-- begin --

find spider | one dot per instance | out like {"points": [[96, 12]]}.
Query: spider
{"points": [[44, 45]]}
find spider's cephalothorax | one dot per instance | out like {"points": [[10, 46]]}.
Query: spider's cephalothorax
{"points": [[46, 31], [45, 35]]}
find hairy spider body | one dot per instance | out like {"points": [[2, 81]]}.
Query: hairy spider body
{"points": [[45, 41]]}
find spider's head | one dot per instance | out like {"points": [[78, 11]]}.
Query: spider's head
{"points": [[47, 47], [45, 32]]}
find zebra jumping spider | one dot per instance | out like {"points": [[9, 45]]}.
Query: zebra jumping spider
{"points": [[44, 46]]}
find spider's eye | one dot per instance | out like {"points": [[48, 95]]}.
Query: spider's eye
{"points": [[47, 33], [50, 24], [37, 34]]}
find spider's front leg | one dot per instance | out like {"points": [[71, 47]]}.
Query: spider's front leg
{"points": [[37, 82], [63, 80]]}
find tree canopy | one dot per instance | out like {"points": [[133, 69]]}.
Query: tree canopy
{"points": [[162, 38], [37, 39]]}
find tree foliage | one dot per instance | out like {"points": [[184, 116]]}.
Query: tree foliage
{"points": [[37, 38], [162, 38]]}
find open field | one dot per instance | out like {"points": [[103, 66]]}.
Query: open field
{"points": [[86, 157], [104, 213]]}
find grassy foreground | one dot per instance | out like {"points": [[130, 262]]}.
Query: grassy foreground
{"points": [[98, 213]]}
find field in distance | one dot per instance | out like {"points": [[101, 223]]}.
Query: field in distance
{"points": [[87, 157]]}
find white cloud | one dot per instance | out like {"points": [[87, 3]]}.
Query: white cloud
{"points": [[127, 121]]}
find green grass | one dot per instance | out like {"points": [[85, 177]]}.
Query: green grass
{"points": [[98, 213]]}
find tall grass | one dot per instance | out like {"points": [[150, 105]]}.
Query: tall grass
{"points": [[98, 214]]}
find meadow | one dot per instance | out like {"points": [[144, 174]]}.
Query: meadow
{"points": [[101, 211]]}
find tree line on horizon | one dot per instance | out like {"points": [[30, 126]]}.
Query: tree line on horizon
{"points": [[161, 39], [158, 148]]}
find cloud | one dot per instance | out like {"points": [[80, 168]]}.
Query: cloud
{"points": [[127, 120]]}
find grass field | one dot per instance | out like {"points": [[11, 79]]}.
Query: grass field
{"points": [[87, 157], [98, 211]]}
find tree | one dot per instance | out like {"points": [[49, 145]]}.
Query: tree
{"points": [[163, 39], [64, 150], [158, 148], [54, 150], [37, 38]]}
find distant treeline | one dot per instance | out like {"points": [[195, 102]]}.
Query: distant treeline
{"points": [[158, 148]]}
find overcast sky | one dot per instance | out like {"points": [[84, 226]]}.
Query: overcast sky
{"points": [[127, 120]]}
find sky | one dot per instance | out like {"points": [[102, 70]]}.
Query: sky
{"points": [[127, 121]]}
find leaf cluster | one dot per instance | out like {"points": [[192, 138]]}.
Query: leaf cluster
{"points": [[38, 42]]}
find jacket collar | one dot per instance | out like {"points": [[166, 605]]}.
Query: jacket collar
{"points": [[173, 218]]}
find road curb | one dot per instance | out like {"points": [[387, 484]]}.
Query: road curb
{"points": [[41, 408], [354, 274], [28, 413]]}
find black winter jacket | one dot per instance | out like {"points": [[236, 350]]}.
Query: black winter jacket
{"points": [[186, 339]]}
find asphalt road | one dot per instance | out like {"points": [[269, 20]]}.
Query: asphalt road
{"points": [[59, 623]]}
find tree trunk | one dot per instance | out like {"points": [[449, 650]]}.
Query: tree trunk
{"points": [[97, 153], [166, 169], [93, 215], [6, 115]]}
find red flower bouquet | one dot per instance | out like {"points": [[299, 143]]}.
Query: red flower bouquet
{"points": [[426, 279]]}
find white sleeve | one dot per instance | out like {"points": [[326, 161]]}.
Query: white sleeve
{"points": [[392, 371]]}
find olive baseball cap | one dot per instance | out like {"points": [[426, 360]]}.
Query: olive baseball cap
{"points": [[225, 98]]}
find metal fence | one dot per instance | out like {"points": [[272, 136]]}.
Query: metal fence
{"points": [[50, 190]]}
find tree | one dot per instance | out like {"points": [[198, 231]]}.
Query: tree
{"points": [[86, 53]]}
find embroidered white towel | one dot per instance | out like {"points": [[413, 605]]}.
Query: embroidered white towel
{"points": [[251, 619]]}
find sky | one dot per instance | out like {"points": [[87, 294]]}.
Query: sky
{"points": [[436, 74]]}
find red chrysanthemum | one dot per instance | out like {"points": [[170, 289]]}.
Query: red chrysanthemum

-- end --

# [Written exercise]
Please print all of the rows above again, character for character, without changing anything.

# [Exercise answer]
find spider | one dot per instance | out like {"points": [[96, 12]]}.
Query: spider
{"points": [[44, 45]]}
find spider's cephalothorax | one dot per instance | out like {"points": [[10, 46]]}.
Query: spider's cephalothorax
{"points": [[46, 31], [45, 35]]}
find hairy spider body | one dot per instance | out like {"points": [[2, 81]]}.
Query: hairy spider body
{"points": [[45, 41]]}
find spider's head | one dot per instance | out like {"points": [[78, 11]]}.
Query: spider's head
{"points": [[47, 47], [45, 32]]}
find zebra jumping spider | one dot per instance | out like {"points": [[9, 45]]}.
Query: zebra jumping spider
{"points": [[44, 46]]}
find spider's eye | one dot per instance | out like {"points": [[48, 95]]}.
Query: spider's eye
{"points": [[47, 33], [50, 24], [37, 34]]}
find spider's front leg | one dot per instance | out like {"points": [[71, 47]]}.
Query: spider's front leg
{"points": [[37, 82], [63, 80]]}
find tree canopy | one dot per instance | out like {"points": [[133, 69]]}.
Query: tree canopy
{"points": [[162, 38], [37, 39]]}
find tree foliage | one dot per instance | out like {"points": [[184, 116]]}.
Query: tree foliage
{"points": [[37, 38], [162, 38]]}
find open field | one dot per instance | out like {"points": [[103, 66]]}.
Query: open field
{"points": [[86, 157], [104, 213]]}
find grassy foreground | one dot per instance | out like {"points": [[130, 262]]}.
Query: grassy foreground
{"points": [[98, 213]]}
find field in distance | one dot per instance | out like {"points": [[101, 223]]}.
Query: field in distance
{"points": [[87, 157]]}
find white cloud | one dot per instance | out like {"points": [[87, 3]]}.
Query: white cloud
{"points": [[127, 121]]}
find green grass | one dot per instance | out like {"points": [[85, 177]]}.
Query: green grass
{"points": [[98, 213]]}
find tall grass | one dot per instance | out like {"points": [[150, 105]]}.
Query: tall grass
{"points": [[98, 214]]}
find meadow | one dot per instance | out like {"points": [[144, 174]]}.
Query: meadow
{"points": [[101, 211]]}
find tree line on horizon | one dot per instance | out like {"points": [[30, 126]]}.
Query: tree line on horizon
{"points": [[161, 39], [158, 148]]}
find cloud | one dot per instance | out like {"points": [[80, 168]]}.
Query: cloud
{"points": [[127, 120]]}
find grass field | one dot per instance | out like {"points": [[11, 79]]}.
Query: grass field
{"points": [[87, 157], [98, 211]]}
find tree | one dot per instance | out like {"points": [[49, 145]]}.
Query: tree
{"points": [[163, 39], [64, 150], [158, 148], [54, 150], [37, 38]]}
find distant treeline | one dot per instance | out like {"points": [[195, 102]]}.
Query: distant treeline
{"points": [[158, 148]]}
find overcast sky | one dot per instance | out like {"points": [[84, 226]]}.
Query: overcast sky
{"points": [[127, 120]]}
find sky | one dot per instance | out like {"points": [[102, 70]]}.
Query: sky
{"points": [[127, 121]]}
find leaf cluster | one dot per instance | out like {"points": [[192, 138]]}.
Query: leaf cluster
{"points": [[38, 42]]}
find jacket collar | one dot per instance | out like {"points": [[166, 605]]}.
Query: jacket collar
{"points": [[173, 218]]}
find road curb | one dot per instance | out like {"points": [[387, 484]]}.
Query: road curb
{"points": [[41, 408], [354, 274], [28, 413]]}
find black winter jacket | one dot per instance | out like {"points": [[236, 350]]}.
Query: black winter jacket
{"points": [[186, 339]]}
find asphalt road | one dot per instance | out like {"points": [[269, 20]]}.
Query: asphalt road
{"points": [[59, 623]]}
find tree trunk | one dot per instance | out like {"points": [[449, 650]]}.
Query: tree trunk
{"points": [[97, 153], [166, 169], [93, 215], [6, 115]]}
find red flower bouquet | one dot per instance | out like {"points": [[299, 143]]}.
Query: red flower bouquet
{"points": [[426, 279]]}
find white sleeve | one dot per instance | out like {"points": [[326, 161]]}.
Query: white sleeve
{"points": [[392, 371]]}
find olive baseball cap | one dot per instance | out like {"points": [[426, 360]]}.
Query: olive baseball cap
{"points": [[225, 98]]}
find metal fence | one dot per instance | out like {"points": [[272, 136]]}.
Query: metal fence
{"points": [[50, 190]]}
find tree | one dot per instance | out like {"points": [[198, 231]]}.
Query: tree
{"points": [[86, 53]]}
find embroidered white towel | one dot per instance | out like {"points": [[413, 605]]}.
Query: embroidered white towel
{"points": [[251, 619]]}
find sky | one dot per instance | out like {"points": [[87, 294]]}.
Query: sky
{"points": [[436, 74]]}
find red chrysanthemum | one dot per instance | out like {"points": [[170, 289]]}.
Query: red chrysanthemum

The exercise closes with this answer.